Reproduce exactly the line with "Where can the wispy" and the lines after it. Stop at the last line of the data and include nothing else.

> Information provided
#####

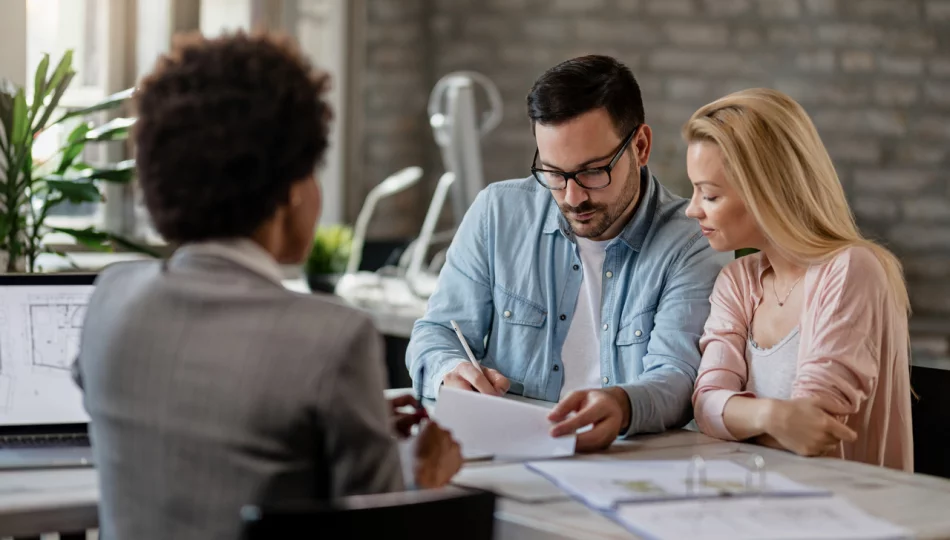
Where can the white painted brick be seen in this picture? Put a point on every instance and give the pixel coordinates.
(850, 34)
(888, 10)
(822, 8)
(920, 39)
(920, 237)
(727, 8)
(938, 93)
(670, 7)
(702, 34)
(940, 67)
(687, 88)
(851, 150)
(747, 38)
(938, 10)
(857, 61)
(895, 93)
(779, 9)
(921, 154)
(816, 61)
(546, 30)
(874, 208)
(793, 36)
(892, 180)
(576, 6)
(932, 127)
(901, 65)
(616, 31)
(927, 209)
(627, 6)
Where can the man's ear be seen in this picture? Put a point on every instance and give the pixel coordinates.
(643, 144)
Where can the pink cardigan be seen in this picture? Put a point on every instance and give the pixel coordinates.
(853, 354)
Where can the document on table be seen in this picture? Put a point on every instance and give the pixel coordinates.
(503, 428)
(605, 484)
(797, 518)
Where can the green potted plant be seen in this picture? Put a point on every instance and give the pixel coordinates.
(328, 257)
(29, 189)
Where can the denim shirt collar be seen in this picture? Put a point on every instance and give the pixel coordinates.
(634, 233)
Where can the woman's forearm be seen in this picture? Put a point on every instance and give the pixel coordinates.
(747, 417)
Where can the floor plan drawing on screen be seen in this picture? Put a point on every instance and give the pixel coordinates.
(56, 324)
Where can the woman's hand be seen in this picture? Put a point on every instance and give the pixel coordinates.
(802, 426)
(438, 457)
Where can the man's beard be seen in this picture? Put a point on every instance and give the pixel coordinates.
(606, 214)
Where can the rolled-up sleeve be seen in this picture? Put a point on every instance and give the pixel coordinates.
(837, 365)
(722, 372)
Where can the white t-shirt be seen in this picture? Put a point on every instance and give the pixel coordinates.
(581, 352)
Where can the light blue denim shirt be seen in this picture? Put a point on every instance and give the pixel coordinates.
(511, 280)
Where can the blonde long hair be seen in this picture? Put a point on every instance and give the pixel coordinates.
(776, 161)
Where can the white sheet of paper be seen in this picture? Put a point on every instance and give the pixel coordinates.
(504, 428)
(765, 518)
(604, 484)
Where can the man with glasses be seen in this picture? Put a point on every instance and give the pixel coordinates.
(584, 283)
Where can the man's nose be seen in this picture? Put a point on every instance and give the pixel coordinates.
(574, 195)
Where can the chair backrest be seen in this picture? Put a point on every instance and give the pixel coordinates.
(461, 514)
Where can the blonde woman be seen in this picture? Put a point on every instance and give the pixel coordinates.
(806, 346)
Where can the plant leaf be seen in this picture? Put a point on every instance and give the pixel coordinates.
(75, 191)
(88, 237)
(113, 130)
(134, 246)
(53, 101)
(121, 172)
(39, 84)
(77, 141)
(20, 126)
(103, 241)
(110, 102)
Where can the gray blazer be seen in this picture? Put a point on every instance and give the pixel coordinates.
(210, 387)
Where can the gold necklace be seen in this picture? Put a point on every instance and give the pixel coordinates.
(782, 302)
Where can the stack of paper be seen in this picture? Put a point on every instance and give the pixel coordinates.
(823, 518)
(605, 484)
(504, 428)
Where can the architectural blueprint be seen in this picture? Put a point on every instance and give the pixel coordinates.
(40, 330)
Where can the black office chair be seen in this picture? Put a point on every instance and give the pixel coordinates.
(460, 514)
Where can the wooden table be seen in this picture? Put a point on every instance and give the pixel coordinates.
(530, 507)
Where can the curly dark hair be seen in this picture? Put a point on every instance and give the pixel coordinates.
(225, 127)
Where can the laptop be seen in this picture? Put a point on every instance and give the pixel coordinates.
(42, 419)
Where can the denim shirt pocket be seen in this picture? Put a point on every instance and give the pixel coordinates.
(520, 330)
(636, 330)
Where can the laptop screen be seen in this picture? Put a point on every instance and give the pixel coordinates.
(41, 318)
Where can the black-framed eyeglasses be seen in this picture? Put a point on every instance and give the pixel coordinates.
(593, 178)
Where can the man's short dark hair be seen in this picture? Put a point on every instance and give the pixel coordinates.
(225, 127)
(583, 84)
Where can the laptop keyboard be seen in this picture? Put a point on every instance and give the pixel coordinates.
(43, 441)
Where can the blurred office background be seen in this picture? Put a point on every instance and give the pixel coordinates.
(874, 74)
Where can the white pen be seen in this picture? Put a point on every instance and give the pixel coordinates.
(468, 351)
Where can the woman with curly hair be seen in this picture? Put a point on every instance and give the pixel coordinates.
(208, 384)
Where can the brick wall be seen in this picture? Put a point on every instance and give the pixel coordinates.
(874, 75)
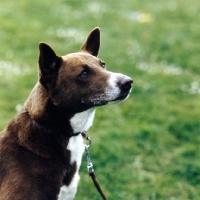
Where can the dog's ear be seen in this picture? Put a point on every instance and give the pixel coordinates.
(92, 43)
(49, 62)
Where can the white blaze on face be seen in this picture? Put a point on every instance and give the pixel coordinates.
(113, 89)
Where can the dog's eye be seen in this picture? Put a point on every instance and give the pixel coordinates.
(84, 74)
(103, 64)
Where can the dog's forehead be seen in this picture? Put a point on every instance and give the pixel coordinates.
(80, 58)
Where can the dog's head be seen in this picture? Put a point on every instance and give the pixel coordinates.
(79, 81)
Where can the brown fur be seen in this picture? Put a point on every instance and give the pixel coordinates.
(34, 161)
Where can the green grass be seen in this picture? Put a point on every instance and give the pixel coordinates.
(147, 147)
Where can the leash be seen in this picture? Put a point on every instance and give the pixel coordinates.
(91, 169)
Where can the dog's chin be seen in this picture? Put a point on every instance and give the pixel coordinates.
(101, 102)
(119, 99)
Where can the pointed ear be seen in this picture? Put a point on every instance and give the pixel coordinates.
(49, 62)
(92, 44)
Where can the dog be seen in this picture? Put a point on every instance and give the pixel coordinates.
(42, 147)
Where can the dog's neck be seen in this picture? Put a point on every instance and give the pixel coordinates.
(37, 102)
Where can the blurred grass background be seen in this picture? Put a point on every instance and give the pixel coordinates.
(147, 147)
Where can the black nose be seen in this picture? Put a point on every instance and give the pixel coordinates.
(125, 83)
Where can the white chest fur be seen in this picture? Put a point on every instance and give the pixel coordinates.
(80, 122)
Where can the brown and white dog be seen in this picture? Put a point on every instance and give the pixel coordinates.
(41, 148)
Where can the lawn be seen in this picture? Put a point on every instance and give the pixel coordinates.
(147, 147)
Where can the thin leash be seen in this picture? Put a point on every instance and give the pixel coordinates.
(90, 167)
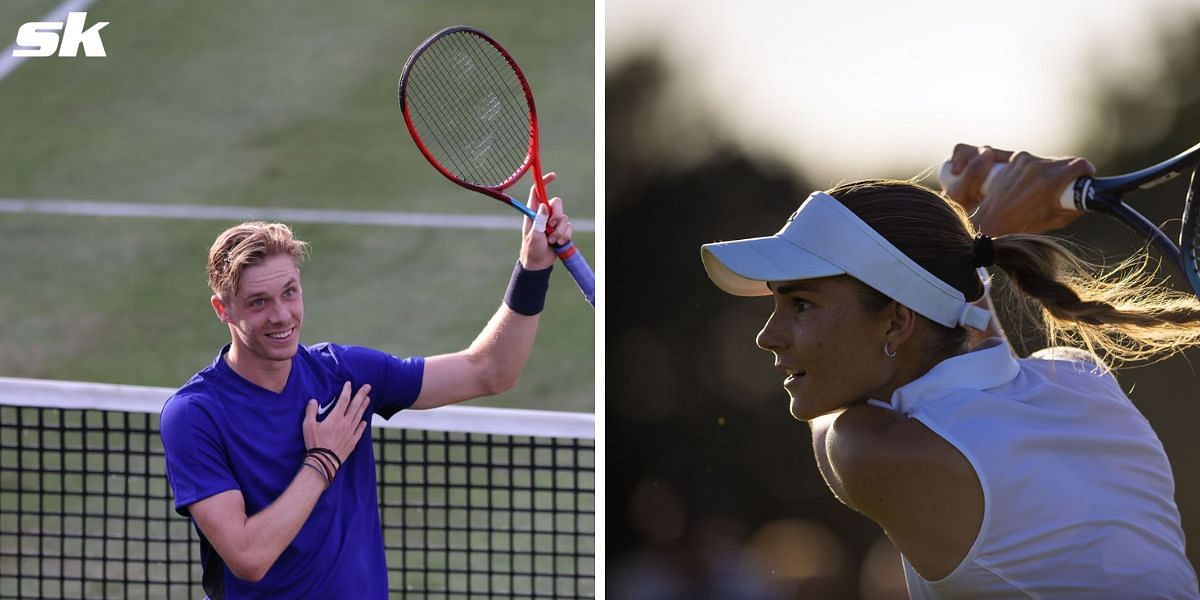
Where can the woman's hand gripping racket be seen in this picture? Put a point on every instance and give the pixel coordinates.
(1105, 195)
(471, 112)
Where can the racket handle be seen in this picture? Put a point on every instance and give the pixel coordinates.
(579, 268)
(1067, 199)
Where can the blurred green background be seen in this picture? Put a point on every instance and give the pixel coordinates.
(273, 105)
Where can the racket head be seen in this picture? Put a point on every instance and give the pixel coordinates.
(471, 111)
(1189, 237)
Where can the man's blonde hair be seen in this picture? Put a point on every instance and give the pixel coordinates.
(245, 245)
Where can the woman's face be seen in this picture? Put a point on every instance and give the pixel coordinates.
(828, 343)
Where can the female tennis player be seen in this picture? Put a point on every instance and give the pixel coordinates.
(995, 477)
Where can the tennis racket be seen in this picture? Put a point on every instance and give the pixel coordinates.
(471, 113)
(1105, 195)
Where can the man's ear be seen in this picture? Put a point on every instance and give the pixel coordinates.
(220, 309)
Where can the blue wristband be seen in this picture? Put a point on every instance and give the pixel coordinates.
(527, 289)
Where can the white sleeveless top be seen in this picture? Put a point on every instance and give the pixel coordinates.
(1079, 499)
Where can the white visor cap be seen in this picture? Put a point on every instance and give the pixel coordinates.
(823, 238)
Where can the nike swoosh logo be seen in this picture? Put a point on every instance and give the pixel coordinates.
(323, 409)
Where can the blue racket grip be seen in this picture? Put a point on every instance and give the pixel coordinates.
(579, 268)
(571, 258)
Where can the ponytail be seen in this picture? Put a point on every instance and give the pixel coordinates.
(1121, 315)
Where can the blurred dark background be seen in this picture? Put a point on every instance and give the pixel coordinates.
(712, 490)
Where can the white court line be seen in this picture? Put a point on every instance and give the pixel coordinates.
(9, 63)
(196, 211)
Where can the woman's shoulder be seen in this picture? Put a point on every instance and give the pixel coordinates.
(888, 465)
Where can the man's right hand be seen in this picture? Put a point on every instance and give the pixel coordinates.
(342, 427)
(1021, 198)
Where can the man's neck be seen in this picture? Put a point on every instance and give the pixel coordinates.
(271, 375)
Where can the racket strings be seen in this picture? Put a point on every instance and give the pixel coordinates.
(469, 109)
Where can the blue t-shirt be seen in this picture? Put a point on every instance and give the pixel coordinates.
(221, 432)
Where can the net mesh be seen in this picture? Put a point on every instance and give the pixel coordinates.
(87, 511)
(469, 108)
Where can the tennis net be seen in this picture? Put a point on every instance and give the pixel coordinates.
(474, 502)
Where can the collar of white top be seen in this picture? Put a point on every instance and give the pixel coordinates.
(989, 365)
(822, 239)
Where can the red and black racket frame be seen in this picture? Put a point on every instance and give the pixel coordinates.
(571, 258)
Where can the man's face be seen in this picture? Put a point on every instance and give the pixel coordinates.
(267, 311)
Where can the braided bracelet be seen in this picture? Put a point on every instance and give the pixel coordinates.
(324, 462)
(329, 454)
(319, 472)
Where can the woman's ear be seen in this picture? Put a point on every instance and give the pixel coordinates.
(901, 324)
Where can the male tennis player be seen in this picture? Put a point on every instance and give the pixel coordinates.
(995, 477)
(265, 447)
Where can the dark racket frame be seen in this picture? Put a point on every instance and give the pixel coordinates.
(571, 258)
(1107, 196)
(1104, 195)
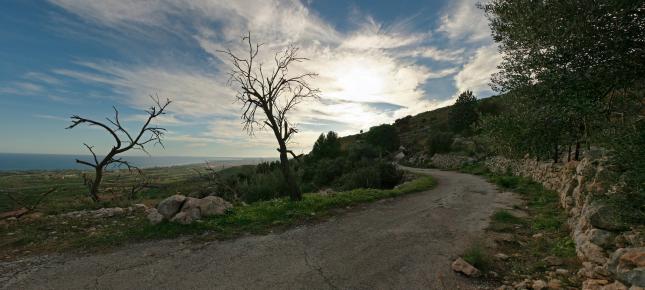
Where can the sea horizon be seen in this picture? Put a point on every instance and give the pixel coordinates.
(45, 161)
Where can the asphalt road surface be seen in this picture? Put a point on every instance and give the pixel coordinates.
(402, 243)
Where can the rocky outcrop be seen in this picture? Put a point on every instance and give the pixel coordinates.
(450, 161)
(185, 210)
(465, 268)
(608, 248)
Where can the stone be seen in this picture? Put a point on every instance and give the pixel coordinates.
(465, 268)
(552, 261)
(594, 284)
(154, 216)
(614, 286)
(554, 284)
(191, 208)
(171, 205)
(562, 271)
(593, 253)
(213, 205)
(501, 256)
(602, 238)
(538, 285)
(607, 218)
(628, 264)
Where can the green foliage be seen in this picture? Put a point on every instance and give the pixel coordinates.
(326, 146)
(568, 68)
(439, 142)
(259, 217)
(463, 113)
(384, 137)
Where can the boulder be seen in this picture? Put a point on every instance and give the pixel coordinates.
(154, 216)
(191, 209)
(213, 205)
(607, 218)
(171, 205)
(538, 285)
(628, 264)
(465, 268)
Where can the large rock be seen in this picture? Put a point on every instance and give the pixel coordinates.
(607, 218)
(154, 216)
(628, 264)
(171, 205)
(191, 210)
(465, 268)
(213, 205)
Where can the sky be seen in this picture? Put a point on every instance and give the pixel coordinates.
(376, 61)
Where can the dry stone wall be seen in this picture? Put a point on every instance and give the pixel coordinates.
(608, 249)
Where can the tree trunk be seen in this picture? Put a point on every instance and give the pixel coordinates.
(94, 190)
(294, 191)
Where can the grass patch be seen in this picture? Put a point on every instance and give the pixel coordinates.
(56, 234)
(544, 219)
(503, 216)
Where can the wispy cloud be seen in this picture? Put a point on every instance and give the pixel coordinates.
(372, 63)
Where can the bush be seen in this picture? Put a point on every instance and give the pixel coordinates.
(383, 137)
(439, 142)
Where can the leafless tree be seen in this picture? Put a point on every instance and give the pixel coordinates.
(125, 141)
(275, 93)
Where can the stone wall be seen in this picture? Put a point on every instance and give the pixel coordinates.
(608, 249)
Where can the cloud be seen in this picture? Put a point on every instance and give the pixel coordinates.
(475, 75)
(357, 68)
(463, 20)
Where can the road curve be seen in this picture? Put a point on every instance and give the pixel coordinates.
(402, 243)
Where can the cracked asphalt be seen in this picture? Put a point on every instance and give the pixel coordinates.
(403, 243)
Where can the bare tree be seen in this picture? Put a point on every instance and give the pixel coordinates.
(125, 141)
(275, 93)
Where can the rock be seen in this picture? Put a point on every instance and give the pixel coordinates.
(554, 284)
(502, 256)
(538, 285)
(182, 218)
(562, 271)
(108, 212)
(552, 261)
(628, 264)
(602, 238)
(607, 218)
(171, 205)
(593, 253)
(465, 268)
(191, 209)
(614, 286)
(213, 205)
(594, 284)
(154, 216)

#####

> Solution to the problem
Where can the wispy cloud be seen in this picture? Put a point on every instance and give the pixel coordinates.
(372, 63)
Where can the bush be seen in this picture? Put a point on every instance and give the pixel coordinates.
(383, 137)
(439, 142)
Where can the leafless tree be seen in this picture? Put a point on every instance and give the pixel coordinates.
(125, 141)
(275, 93)
Where can the stone wall be seen in this picture? Put a point on every instance and give the pixel coordinates.
(608, 249)
Where can the cloud be seen in this picture? Put a point on every instance and give the pixel coordinates.
(475, 75)
(357, 68)
(463, 20)
Where can the road curve be seen in this picture? Put a point on every instance and give the pixel coordinates.
(402, 243)
Where can the cracked asphalt be seen in this picture? Put a point on every instance and give the pixel coordinates.
(403, 243)
Where can the bare tree be seen in this picture? Put a point on every instance and give the pixel coordinates.
(125, 141)
(275, 93)
Where can the rock be seen in this picture? Put a point on every instance and give the pixel coordinates.
(554, 284)
(502, 256)
(538, 285)
(182, 218)
(562, 271)
(108, 212)
(552, 261)
(628, 264)
(602, 238)
(607, 218)
(171, 205)
(593, 253)
(465, 268)
(191, 209)
(614, 286)
(213, 205)
(594, 284)
(154, 216)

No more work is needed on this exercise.